━━━━━ RECORDS PROVIDED ━━━━━

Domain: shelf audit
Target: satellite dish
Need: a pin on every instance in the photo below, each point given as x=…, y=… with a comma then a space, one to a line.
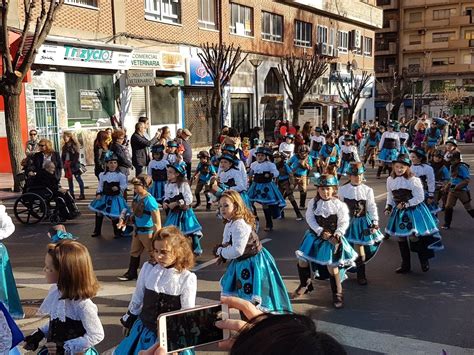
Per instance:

━━━━━
━━━━━ RECORDS PROVIDED ━━━━━

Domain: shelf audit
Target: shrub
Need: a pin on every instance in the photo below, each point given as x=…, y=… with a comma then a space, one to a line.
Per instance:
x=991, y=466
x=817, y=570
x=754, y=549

━━━━━
━━━━━ RECORDS PROVIDED ━━━━━

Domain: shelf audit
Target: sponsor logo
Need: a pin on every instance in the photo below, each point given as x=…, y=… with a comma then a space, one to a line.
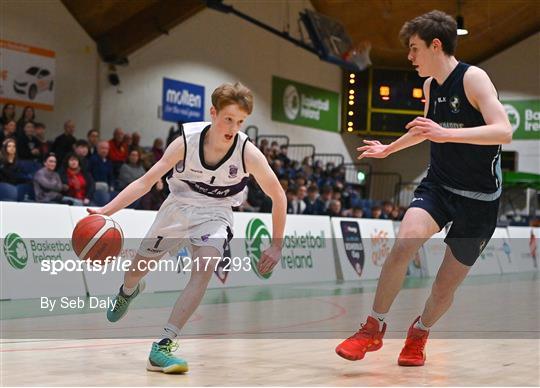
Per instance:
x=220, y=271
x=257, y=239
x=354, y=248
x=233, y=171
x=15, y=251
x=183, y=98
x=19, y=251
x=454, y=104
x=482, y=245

━━━━━

Your answer should reproduce each line of the listing that holds the word "Target".

● **ANSWER BOX**
Target: satellite dish
Target: shrub
Target: sponsor logo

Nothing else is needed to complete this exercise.